### O que fazer
**a.** Transcreva, do texto sobre a atuação do ministro Alexandre de Moraes, a parte que vai de "No TSE, a atuação" até "o medo, instaurado.".
**b.** Dê continuidade ao texto sobre a atuação do ministro Alexandre de Moraes, começando logo após a última frase apresentada.

### Trecho selecionado
Desde 2019, o ministro Alexandre de Moraes passou a ocupar um lugar central no Supremo Tribunal Federal e, posteriormente, no Tribunal Superior Eleitoral. Sua atuação à frente do Inquérito das Fake News – instaurado de ofício, sem provocação do Ministério Público, com base no Regimento Interno do STF – marcou um ponto de inflexão no modelo jurídico brasileiro. Concentrou-se em sua figura a função de relator, investigador, julgador – e, em certo sentido, também de vítima –, numa inversão completa da lógica do sistema acusatório.

O Brasil contemporâneo encenou, com desconcertante nitidez, a teoria de Austin: o direito como comando de um soberano, obedecido sob pena de coerção, e não como um sistema de regras aceitas pela razão institucional

No TSE, a atuação de Moraes durante as eleições de 2022 foi igualmente marcada por decisões urgentes, censuras prévias, ordens de remoção de conteúdo e uma atuação firme contra o que se classificou como "desinformação" – termo que, na prática, foi usado para silenciar opiniões de comentaristas políticos. Os eventos de 8 de janeiro de 2023 conferiram à atuação de Moraes um caráter quase plenipotenciário: prisões em massa, bloqueios de bens, processos sob sigilo, medidas excepcionais. A legalidade foi esquecida, a Constituição solapada, e o medo, instaurado.

Registros de dados
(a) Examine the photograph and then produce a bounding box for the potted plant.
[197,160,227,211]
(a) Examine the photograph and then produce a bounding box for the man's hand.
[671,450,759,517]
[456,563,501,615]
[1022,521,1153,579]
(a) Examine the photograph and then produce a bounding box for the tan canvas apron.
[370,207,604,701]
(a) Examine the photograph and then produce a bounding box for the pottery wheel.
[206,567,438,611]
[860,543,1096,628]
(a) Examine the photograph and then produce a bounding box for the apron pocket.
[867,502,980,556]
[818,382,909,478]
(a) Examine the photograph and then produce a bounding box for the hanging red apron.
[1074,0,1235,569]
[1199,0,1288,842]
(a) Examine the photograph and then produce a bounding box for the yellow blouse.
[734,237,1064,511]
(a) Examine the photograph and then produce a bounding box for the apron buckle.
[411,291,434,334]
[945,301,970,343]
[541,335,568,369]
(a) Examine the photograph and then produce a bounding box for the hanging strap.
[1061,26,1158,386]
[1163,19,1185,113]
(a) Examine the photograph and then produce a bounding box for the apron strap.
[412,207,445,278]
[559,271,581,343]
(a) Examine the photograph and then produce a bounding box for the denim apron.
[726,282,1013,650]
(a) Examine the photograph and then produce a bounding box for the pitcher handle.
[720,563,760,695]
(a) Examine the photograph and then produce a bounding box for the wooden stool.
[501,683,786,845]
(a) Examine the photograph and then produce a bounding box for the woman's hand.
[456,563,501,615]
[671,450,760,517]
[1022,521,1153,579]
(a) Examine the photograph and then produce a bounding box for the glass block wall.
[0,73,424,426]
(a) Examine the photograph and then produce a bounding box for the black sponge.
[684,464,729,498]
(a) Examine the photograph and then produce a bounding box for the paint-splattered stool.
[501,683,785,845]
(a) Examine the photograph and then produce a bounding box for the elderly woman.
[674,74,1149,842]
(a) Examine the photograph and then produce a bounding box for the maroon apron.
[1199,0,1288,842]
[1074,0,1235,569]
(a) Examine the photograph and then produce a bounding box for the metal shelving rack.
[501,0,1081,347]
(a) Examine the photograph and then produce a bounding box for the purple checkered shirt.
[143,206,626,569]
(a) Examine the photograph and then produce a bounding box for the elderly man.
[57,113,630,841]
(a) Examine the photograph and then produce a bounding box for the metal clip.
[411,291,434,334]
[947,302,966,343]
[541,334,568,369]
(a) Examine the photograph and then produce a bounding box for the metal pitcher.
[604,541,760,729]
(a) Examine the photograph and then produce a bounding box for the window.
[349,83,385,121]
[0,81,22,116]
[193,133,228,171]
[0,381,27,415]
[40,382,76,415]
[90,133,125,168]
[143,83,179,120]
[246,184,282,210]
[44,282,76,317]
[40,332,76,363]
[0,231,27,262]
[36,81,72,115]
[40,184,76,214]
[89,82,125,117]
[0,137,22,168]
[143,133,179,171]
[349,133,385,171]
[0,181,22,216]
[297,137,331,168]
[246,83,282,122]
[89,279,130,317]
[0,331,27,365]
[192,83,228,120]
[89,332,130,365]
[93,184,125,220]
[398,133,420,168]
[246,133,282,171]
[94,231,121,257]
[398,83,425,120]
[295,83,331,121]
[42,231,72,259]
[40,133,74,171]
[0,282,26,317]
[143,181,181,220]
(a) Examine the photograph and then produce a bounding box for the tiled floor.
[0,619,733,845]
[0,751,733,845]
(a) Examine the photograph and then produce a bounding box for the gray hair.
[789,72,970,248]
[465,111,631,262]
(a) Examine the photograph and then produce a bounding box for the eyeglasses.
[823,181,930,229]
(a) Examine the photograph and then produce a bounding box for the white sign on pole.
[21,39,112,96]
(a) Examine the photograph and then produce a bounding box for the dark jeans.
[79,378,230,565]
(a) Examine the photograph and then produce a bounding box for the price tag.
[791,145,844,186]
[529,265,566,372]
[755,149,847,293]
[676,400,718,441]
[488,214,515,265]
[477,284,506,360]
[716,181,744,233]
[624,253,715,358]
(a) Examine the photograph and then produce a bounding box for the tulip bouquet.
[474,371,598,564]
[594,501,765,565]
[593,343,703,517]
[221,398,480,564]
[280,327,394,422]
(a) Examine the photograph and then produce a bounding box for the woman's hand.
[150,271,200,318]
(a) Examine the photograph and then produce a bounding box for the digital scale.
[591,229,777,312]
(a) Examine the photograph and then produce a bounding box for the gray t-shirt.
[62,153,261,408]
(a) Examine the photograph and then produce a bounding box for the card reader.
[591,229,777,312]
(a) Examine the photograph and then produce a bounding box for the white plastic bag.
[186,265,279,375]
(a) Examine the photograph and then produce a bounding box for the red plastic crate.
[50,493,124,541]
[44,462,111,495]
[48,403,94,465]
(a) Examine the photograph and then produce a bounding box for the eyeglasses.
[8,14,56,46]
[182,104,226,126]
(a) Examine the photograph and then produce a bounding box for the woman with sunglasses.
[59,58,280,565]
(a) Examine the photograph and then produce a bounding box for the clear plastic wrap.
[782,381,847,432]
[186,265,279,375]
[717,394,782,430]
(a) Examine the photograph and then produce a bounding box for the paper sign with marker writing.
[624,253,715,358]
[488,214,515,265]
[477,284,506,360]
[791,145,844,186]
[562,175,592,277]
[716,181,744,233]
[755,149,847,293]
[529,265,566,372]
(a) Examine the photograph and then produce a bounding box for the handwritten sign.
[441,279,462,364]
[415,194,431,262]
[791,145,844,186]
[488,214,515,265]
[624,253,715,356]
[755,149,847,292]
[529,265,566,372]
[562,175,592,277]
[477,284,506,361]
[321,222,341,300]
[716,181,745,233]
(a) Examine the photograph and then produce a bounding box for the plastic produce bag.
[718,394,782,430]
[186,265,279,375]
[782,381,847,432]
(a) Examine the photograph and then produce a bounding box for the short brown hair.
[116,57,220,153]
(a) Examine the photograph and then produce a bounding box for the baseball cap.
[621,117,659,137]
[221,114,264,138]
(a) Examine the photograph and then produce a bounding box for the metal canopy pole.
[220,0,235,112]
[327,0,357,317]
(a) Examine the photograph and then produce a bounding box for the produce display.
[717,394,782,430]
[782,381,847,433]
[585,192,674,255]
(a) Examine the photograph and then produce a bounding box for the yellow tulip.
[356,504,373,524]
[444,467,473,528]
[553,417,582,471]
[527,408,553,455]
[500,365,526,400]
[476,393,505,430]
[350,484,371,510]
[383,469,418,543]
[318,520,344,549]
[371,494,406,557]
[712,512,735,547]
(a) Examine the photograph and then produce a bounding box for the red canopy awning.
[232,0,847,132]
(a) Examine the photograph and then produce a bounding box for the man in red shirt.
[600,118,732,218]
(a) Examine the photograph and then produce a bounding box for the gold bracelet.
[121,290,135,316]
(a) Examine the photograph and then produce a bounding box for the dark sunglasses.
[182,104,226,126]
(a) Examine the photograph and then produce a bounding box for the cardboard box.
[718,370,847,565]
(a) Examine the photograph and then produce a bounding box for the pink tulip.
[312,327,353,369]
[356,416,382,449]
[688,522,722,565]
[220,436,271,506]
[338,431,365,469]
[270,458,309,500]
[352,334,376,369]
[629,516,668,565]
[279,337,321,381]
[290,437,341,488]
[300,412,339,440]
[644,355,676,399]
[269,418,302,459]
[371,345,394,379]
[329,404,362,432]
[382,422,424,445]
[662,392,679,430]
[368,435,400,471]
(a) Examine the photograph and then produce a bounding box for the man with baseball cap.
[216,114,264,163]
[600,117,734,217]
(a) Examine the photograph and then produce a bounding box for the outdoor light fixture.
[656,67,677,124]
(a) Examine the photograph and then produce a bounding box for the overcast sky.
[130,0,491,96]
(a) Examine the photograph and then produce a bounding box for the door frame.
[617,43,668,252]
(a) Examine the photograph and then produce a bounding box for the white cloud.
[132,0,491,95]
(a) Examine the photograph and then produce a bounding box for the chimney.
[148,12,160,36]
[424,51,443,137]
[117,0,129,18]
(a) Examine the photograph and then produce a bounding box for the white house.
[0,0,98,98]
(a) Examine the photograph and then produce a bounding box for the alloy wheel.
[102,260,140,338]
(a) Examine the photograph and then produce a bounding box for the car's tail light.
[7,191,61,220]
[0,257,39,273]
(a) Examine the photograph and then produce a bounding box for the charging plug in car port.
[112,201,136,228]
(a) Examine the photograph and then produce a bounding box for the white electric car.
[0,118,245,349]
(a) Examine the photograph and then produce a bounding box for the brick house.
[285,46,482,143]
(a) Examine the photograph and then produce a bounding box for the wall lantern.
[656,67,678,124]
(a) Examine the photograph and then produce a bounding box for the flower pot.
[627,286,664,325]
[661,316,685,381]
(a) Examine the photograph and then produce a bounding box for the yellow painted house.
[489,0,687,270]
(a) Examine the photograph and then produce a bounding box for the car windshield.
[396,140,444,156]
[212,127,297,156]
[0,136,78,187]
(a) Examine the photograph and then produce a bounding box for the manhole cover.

### Respostas
**a.**
No TSE, a atuação de Moraes durante as eleições de 2022 foi igualmente marcada por decisões urgentes, censuras prévias, ordens de remoção de conteúdo e uma atuação firme contra o que se classificou como "desinformação" – termo que, na prática, foi usado para silenciar opiniões de comentaristas políticos. Os eventos de 8 de janeiro de 2023 conferiram à atuação de Moraes um caráter quase plenipotenciário: prisões em massa, bloqueios de bens, processos sob sigilo, medidas excepcionais. A legalidade foi esquecida, a Constituição solapada, e o medo, instaurado.

**b.**
O mais intrigante, porém, foi o comportamento das instituições diante de tais medidas de Moraes. Tudo foi cumprido. Sem resistência. Sem debate público efetivo. Sem dissenso institucional relevante. Tribunais, bancos, plataformas, autoridades administrativas e órgãos policiais – todos obedeceram. Ainda que muitas dessas ordens apresentassem vícios jurídicos visíveis, e mesmo diante do reconhecimento doutrinário de diversos excessos, o que prevaleceu foi a eficácia pura das ordens e decisões ilegais do ministro.

John Austin, jurista do século XIX, propôs uma concepção de direito fundada no comando de um soberano, obedecido habitual e passivamente por seus súditos, sob ameaça de sanção. Em sua teoria, não importa se o comando é justo, racional ou sequer legal em sentido técnico: é direito porque é obedecido. Não há espaço para debate institucional, tampouco para aceitação reflexiva das ordens emanadas. Há apenas autoridade, ordem e submissão.

H. L. A. Hart, um século depois, criticou e superou essa visão. Em sua obra O Conceito do Direito, Hart delineia um sistema jurídico mais sofisticado, no qual o direito não se reduz a um conjunto de ordens coercitivas, mas consiste em um sistema de regras cuja legitimidade depende da aceitação institucional por parte dos oficiais e da sociedade. Para que algo seja reconhecido como direito, não basta que seja imposto: é necessário que esteja inserido em uma estrutura normativa aceita, fruto de um compromisso consciente com o ordenamento jurídico vigente.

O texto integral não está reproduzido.